SOURCE DATA
◆ ◆ ◆ ◆ ◆

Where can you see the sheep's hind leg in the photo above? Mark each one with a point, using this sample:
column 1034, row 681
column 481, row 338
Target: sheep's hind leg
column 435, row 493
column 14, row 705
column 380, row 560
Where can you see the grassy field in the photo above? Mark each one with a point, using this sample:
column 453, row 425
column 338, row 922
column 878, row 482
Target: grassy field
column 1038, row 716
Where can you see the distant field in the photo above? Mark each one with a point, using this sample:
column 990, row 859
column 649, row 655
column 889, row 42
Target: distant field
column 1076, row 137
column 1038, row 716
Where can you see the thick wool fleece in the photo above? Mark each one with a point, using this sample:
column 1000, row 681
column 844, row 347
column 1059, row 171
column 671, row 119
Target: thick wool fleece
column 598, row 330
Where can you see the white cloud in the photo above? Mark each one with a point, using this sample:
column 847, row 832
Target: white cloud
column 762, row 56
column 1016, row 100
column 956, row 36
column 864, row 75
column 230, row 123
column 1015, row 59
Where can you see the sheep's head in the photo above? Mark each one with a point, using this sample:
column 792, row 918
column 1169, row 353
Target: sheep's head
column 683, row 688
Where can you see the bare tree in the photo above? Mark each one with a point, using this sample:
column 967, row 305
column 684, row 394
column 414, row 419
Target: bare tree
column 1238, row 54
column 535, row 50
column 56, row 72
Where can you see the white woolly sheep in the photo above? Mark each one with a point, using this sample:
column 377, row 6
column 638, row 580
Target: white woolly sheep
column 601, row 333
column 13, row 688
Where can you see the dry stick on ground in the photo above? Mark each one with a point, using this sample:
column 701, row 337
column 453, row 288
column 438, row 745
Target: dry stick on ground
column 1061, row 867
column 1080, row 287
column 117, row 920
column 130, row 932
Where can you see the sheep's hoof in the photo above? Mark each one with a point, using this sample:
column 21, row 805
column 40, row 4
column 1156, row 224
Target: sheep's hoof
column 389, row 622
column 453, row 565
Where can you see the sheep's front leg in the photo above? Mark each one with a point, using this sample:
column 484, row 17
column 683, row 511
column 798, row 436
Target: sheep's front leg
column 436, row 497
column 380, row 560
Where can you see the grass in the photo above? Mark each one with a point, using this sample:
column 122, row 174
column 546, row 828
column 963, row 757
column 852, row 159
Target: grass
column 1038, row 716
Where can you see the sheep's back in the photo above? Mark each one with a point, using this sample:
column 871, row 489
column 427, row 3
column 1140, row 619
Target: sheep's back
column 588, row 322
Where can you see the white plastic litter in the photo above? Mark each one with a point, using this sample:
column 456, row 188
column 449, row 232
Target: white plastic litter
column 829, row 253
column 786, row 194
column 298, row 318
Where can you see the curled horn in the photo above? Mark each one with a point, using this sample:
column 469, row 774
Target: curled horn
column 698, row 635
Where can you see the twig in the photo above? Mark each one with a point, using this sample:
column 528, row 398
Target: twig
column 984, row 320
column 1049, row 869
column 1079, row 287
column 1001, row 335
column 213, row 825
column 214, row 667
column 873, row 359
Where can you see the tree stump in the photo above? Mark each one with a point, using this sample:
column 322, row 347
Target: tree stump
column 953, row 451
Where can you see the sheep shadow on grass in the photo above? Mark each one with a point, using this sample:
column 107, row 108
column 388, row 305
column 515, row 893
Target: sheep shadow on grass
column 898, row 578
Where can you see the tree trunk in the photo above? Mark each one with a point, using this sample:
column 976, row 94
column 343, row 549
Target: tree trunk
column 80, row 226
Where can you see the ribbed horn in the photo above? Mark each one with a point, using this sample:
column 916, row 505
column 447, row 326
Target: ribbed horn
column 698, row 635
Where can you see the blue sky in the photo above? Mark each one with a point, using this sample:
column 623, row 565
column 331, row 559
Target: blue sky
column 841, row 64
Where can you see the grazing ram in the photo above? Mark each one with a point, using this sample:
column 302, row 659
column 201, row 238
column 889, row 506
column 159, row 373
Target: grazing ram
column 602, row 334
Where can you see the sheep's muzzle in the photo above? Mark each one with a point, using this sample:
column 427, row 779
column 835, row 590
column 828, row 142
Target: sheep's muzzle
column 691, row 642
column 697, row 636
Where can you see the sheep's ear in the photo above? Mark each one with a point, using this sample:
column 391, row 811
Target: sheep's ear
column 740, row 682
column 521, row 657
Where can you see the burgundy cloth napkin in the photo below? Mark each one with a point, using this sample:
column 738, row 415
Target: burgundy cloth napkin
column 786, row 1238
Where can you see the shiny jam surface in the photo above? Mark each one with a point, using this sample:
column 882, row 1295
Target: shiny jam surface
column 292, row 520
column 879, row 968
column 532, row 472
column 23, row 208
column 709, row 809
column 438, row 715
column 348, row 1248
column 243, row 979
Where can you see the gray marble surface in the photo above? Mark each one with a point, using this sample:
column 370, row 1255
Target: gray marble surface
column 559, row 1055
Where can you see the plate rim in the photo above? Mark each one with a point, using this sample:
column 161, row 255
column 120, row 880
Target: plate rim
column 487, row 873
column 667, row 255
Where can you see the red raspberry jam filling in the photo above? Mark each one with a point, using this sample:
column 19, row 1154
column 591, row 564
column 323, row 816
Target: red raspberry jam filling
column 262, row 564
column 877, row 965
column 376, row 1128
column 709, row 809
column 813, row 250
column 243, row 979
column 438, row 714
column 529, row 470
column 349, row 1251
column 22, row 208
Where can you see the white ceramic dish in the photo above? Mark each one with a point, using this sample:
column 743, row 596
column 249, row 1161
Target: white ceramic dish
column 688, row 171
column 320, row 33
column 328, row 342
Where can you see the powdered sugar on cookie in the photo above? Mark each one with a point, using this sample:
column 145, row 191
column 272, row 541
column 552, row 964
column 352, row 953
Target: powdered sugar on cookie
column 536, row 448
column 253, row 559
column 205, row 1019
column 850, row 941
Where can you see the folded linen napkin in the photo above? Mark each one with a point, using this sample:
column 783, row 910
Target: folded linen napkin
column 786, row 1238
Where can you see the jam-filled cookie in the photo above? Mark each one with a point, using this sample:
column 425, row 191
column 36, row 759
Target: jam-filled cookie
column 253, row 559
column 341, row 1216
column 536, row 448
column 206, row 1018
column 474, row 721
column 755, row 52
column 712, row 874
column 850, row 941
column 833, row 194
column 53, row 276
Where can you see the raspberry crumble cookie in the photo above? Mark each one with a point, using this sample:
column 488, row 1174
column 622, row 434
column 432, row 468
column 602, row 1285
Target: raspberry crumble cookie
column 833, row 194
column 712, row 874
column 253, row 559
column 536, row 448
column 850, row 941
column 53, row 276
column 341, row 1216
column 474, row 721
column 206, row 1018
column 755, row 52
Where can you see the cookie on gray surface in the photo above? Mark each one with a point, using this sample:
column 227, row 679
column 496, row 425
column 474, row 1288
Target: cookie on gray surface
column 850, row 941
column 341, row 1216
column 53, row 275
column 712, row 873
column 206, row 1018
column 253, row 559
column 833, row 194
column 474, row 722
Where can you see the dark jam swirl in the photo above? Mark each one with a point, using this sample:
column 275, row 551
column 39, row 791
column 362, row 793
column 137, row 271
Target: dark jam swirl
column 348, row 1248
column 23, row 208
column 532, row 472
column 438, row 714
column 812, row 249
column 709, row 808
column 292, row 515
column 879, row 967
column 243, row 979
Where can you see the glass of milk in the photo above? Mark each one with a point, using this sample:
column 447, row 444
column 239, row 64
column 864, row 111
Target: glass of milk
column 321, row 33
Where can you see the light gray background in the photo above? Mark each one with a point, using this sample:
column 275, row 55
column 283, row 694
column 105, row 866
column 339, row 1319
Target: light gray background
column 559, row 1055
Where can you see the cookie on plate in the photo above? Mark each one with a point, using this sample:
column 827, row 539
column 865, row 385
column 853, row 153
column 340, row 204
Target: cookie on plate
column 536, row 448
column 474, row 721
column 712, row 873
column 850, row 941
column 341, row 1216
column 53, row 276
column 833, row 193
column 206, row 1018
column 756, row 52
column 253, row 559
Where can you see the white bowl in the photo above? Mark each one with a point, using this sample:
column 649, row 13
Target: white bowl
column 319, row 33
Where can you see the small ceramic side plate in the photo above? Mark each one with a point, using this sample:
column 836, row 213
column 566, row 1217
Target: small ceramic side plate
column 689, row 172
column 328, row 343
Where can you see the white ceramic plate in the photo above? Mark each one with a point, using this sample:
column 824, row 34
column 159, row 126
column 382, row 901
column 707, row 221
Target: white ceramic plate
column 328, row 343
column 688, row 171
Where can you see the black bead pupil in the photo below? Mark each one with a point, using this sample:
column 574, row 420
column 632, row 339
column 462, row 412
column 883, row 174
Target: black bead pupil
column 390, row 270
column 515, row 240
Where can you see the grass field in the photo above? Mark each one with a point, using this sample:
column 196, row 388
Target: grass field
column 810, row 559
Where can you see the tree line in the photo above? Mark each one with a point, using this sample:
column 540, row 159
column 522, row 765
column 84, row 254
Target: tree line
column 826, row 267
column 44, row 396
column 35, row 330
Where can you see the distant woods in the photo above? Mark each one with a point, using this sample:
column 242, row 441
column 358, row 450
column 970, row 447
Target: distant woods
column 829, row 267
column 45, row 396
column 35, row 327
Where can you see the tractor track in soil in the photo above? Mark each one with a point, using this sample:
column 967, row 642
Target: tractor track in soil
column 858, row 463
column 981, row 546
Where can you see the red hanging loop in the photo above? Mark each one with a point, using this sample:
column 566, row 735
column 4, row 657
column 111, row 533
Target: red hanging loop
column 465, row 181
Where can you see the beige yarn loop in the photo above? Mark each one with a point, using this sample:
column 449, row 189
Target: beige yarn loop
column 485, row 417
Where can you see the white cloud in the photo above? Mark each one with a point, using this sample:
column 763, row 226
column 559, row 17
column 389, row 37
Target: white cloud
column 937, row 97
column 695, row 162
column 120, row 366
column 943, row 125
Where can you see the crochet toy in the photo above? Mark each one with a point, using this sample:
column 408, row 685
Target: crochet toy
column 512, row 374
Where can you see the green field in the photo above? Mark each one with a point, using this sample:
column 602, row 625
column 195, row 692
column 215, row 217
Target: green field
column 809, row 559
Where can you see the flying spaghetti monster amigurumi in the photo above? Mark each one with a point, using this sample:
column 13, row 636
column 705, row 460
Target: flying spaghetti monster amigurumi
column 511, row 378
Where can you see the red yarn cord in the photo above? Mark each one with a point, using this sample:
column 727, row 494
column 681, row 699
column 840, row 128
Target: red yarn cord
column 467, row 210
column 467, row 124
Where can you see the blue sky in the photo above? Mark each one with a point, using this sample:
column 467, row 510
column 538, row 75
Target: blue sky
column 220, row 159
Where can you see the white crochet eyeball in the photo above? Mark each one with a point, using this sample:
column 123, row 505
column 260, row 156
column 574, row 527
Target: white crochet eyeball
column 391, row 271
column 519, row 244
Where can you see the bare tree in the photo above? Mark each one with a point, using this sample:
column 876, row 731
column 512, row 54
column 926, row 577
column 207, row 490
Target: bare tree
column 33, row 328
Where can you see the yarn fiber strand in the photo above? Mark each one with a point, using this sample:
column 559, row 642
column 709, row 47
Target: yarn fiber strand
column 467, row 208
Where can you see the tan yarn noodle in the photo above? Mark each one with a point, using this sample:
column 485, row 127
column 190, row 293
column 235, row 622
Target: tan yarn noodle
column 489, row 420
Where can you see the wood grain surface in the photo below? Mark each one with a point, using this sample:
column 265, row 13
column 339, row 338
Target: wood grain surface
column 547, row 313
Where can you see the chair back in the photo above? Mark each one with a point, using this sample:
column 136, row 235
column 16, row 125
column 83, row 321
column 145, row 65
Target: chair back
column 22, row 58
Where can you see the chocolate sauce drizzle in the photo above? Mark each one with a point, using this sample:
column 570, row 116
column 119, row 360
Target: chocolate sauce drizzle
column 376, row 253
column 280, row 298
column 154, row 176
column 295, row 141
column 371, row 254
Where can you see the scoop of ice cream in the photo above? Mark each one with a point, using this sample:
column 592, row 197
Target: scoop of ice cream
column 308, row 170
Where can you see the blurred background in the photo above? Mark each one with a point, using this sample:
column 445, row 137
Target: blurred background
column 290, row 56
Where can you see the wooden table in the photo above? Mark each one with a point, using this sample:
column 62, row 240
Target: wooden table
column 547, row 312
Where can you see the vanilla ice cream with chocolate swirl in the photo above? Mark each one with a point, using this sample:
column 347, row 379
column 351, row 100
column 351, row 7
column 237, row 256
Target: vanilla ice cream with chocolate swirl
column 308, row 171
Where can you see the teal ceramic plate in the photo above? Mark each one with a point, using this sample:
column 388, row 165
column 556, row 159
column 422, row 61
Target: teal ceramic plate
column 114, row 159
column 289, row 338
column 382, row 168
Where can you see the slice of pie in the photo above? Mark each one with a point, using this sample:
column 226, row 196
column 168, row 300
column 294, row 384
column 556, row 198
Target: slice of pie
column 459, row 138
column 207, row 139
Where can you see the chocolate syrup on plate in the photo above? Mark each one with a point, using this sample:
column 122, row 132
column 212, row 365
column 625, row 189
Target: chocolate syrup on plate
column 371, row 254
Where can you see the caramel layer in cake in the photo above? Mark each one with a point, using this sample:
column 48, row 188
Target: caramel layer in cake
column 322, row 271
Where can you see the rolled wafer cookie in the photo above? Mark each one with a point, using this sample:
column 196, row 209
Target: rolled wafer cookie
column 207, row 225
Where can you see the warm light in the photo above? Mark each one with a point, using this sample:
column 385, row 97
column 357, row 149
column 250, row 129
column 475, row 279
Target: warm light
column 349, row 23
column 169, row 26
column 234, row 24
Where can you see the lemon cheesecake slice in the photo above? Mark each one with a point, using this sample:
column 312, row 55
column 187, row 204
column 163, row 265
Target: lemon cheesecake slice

◆ ◆ ◆ ◆ ◆

WHAT IS NEEDED
In the listing above, start at the line with "column 36, row 759", go on through the line with "column 340, row 204", and copy each of those lines exactly; leave out all the rest.

WRITTEN RESPONSE
column 36, row 759
Target: jam-filled cookie
column 253, row 559
column 341, row 1216
column 536, row 448
column 206, row 1018
column 474, row 721
column 755, row 52
column 712, row 874
column 850, row 941
column 833, row 194
column 53, row 276
Where can you see the raspberry crumble cookie in the photo above? Mark each one with a point, using this sample:
column 488, row 1174
column 622, row 434
column 432, row 468
column 602, row 1285
Target: raspberry crumble cookie
column 833, row 194
column 712, row 874
column 253, row 559
column 536, row 448
column 850, row 941
column 53, row 276
column 341, row 1216
column 474, row 721
column 206, row 1018
column 755, row 52
Where can you see the cookie on gray surface in the photo above? Mark each one with a point, using this sample:
column 227, row 679
column 496, row 425
column 474, row 1288
Target: cookie on gray surface
column 850, row 941
column 341, row 1216
column 53, row 275
column 712, row 873
column 206, row 1018
column 253, row 559
column 833, row 194
column 474, row 722
Where can you see the dark jam swirl in the photo above? Mark each one with a point, using this sample:
column 275, row 551
column 39, row 791
column 362, row 793
column 137, row 271
Target: dark jam swirl
column 348, row 1248
column 23, row 208
column 532, row 472
column 438, row 714
column 812, row 249
column 709, row 808
column 292, row 515
column 879, row 967
column 243, row 979
Where can you see the glass of milk in the photo above? Mark each one with a point, using this sample:
column 447, row 444
column 239, row 64
column 864, row 111
Target: glass of milk
column 321, row 33
Where can you see the light gray background in the photo above? Mark each one with a point, using this sample:
column 275, row 55
column 283, row 694
column 105, row 866
column 339, row 1319
Target: light gray background
column 559, row 1055
Where can you see the cookie on plate in the photo above? Mark each one with a point, using this sample:
column 827, row 539
column 865, row 385
column 853, row 153
column 340, row 204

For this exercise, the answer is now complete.